## Exercise goal:
Please answer from the business strategy section below: who will take over as Managing Director of Touchstar?

## Document section:
Business strategy of the Enlarged Group

The Enlarged Group will, from Admission, offer a range of hand-held mobile
computing devices aimed at its core markets of warehousing, logistics and
distribution, fuel distribution and the airline industry. The Belgravium and
Touchstar brands will be maintained in order to capitalise on their existing
brand strength, however, the administrative and support functions of the
businesses will be combined.

The Enlarged Group will continue to invest in product development, where
appropriate, combining the best features of the Company's and Touchstar's
products into new offerings.

The entire staff of Touchstar will be retained post completion with the
exception of the existing Managing Director, Richard Smith, and the Finance
Manager, Stephen Dunbar (who is an external consultant). Richard Smith will be
retained as an employee until 31 December 2005 on the same terms as his current
service contract, save that he will not receive any pension contributions.

Mark Hardy will assume Richard Smith's role of Managing Director of Touchstar.
His primary focus will be on the strategy and sales operations of the Enlarged
Group, including responsibility for customer relationships and delivery of the
strategic benefits from the combination of the two businesses.

The Directors have confirmed that the existing employment rights, including
pension rights, of all employees of the Enlarged Group will be fully
safeguarded.


Current trading and prospects

The interim results for Belgravium for the six months ended 30 June 2005 are set
out in the Circular. The Directors believe that there is greater visibility of
forward orders than in previous years and are confident that the Group's
products are right for market developments. The Directors would therefore expect
trading in the second half of 2005 to be as strong as the first.

Touchstar has continued to trade in line with expectations since the year ended
31 May 2005. The Directors are therefore confident of current trading prospects.

## Material supplied:
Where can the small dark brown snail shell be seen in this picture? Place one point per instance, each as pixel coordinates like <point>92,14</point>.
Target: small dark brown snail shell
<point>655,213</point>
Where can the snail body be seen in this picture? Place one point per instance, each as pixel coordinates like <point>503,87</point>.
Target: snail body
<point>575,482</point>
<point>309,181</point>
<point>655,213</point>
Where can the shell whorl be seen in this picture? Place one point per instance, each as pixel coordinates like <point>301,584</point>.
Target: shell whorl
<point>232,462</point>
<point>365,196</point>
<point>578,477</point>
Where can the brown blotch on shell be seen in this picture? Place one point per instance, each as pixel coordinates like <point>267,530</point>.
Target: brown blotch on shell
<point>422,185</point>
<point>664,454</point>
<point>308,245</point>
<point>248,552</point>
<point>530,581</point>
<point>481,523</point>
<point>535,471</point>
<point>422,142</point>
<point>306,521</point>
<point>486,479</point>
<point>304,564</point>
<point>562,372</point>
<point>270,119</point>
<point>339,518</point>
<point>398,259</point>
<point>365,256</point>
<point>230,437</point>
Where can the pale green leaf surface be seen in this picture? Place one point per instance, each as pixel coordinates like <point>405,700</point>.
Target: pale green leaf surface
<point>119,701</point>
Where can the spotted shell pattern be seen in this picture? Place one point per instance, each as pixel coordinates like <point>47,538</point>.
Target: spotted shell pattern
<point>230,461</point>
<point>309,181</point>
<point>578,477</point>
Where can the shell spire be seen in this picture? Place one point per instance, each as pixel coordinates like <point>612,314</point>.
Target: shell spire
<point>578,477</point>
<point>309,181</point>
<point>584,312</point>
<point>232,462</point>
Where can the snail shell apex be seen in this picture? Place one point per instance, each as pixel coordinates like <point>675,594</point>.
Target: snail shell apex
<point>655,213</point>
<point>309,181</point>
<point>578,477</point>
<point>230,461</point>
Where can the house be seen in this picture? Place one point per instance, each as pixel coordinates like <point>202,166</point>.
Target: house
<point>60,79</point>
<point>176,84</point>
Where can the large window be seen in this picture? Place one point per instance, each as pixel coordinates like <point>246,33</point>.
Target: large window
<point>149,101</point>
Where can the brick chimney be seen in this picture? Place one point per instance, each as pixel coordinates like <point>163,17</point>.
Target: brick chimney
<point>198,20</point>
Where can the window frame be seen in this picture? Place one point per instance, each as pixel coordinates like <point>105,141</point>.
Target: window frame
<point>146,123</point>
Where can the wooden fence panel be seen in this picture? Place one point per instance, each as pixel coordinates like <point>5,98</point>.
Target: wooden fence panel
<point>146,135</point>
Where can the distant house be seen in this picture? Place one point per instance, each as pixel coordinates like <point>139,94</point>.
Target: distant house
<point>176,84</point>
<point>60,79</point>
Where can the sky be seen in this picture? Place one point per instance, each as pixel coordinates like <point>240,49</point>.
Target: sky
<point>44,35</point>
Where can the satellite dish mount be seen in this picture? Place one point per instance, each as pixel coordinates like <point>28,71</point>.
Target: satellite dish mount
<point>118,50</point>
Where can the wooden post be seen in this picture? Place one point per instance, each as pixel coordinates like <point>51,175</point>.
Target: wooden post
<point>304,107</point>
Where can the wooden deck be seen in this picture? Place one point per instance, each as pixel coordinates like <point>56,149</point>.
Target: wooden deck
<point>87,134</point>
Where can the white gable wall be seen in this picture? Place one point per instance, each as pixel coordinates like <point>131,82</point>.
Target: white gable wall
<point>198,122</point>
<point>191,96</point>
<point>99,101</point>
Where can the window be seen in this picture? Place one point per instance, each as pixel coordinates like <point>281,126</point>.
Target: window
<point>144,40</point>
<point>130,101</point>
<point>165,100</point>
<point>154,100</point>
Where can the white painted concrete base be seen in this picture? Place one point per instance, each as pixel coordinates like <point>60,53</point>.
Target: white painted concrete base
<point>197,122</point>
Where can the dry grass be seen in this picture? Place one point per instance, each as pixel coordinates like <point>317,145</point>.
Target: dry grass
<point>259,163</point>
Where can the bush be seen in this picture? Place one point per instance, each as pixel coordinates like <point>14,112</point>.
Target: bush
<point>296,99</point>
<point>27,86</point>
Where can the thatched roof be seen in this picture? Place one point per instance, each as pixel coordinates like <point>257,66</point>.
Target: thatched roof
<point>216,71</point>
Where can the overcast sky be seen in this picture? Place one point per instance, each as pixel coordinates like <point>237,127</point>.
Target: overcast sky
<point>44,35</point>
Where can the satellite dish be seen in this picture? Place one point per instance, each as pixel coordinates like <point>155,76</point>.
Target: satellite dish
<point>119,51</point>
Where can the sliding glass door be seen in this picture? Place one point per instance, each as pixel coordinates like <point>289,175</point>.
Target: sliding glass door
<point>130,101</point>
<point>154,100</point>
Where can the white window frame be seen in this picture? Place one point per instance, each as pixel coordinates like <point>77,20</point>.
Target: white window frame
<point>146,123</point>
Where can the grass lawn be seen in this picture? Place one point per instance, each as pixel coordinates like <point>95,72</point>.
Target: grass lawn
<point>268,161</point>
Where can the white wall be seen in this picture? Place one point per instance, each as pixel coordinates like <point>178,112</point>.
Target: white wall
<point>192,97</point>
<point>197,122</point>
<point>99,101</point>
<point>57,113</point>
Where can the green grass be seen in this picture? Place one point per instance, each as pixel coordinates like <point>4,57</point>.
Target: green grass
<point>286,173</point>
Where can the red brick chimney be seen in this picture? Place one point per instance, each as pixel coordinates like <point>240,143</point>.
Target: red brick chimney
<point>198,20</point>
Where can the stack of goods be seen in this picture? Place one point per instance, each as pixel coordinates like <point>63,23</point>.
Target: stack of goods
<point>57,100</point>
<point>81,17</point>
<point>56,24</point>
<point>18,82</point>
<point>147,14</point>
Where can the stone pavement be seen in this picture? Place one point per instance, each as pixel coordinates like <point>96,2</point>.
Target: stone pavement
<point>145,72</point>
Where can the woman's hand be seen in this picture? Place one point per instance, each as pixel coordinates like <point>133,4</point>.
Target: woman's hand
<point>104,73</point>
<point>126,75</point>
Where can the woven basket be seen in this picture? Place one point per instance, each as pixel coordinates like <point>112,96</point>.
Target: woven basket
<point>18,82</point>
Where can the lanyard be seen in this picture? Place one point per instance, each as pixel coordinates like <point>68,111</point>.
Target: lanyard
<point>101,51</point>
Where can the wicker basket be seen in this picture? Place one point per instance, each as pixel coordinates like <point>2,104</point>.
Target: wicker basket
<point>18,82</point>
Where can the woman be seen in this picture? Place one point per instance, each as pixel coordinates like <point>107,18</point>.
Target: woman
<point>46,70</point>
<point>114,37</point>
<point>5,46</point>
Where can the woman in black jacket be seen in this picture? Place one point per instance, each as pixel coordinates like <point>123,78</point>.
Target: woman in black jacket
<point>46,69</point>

## The reply:
Mark Hardy